Required task ▸
In the listing below, take the part that opens with the line containing "of the lamp" and closes at the end of the listing, and write out only those lines, replacing "keypoint" with "marker" and leaving everything else unchanged.

Records for processing ▸

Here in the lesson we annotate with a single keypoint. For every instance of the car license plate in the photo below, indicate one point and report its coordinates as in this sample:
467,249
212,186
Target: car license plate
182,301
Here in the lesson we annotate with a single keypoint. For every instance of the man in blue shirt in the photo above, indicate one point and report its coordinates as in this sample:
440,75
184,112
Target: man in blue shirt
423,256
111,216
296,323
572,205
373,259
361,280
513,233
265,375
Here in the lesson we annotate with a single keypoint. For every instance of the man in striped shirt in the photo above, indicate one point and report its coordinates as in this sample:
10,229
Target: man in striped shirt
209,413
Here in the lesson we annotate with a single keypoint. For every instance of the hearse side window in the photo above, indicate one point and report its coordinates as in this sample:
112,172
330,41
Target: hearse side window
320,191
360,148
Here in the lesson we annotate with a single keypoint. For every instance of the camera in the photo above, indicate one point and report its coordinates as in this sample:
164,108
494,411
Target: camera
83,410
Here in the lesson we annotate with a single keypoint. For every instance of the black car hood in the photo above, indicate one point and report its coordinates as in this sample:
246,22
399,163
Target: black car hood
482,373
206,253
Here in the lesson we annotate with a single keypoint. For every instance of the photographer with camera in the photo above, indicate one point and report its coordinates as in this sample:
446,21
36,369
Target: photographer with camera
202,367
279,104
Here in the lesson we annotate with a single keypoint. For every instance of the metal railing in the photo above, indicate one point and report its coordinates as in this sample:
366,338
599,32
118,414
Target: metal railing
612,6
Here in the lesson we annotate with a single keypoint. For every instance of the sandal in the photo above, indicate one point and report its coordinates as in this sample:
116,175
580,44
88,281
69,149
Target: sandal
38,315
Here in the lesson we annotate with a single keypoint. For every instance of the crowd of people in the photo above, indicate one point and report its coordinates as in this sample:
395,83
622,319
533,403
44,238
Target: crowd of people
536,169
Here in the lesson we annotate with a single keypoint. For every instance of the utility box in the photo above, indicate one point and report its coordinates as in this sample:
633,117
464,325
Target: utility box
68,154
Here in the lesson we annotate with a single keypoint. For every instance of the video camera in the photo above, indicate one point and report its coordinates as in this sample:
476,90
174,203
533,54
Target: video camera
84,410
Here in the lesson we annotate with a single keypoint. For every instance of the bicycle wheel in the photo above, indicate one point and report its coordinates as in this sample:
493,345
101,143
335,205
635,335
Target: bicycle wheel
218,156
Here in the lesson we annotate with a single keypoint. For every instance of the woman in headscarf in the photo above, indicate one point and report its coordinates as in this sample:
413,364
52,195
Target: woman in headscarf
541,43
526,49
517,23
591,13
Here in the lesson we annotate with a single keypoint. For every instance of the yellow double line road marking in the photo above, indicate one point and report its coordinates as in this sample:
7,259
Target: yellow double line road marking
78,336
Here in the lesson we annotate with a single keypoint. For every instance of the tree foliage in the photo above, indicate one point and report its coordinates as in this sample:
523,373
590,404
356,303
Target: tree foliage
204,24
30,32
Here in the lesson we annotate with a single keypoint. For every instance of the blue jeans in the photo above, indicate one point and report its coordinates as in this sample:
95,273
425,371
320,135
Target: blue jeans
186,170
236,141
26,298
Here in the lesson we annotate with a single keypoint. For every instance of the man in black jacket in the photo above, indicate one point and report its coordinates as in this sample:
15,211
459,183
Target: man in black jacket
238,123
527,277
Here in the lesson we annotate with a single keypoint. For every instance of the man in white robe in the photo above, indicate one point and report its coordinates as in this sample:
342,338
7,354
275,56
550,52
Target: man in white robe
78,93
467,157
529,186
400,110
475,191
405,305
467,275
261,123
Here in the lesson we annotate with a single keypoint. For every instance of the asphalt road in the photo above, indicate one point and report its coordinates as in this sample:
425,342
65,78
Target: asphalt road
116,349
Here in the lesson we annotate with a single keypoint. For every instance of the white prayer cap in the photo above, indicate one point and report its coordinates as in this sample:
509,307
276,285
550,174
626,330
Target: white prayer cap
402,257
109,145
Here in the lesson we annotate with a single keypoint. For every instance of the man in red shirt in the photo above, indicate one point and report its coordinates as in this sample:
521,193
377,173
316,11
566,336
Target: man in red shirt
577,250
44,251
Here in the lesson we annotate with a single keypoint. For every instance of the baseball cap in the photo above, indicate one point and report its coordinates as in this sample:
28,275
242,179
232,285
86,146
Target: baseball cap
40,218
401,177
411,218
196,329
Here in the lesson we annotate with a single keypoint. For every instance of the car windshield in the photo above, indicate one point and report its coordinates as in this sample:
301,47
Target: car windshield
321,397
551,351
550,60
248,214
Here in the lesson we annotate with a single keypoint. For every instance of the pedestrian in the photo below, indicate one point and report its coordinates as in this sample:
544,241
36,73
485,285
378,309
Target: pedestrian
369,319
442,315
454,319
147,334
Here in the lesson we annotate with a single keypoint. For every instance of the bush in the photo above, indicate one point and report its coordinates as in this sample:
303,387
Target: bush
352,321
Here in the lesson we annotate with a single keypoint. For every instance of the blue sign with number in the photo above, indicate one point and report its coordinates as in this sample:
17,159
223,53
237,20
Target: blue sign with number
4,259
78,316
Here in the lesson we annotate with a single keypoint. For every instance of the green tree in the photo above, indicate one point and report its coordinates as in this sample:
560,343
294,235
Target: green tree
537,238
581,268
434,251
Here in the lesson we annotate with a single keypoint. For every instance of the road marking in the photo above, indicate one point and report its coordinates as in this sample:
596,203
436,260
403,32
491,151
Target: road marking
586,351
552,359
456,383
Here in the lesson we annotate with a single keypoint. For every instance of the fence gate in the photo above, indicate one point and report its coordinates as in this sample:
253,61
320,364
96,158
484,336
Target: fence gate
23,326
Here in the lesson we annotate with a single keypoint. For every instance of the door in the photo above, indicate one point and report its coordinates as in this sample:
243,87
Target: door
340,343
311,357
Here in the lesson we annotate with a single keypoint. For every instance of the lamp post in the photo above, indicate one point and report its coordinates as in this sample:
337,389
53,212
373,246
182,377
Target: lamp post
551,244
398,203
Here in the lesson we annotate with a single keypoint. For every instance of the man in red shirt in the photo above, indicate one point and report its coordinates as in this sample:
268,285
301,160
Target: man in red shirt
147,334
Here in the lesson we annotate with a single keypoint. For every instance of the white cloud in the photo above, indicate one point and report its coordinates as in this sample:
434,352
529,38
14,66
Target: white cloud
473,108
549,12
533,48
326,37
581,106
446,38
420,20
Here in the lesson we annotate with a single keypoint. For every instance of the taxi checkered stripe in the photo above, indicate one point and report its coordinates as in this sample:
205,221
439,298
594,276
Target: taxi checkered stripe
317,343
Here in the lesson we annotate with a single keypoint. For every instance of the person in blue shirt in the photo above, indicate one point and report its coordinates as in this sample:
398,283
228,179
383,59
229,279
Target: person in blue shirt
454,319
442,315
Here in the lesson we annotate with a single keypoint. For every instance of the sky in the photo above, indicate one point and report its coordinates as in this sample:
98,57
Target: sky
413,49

Output below ▸
Here in the lesson we annotate with a single marker. For every instance of the lamp post in the photo above, indicate one point and report its coordinates as in this sample:
337,389
53,212
373,246
182,377
Target: lamp post
551,244
398,203
Here in the lesson we annotate with a single marker. For every instance of the man in red shirt in the photo above, indicate one point and report its coordinates as in this sample:
268,285
301,160
Target: man in red shirt
147,334
Here in the lesson we annotate with a single marker. For every instance of the white cloud in the photo above, indicate one point and report its coordinates as in this sample:
434,352
529,38
14,66
Target: white cloud
473,108
549,12
533,48
326,37
581,106
446,38
420,20
Here in the lesson we annotate with a single marker. For every instance of the taxi checkered stripe in the photo above, indicate one point and report its coordinates as in this sample:
205,221
439,298
594,276
Target: taxi checkered stripe
317,343
Here in the lesson we annotate with a single marker. For every instance of the person in blue shirt in the photo above, indicate one point and report its coordinates as in this sample:
398,283
228,179
383,59
229,279
Target: person in blue shirt
454,319
442,315
Here in the lesson we annotate with a single marker. For every instance of the sky in the photo above, indicate one point and report its coordinates as in this sample:
98,57
Target: sky
413,49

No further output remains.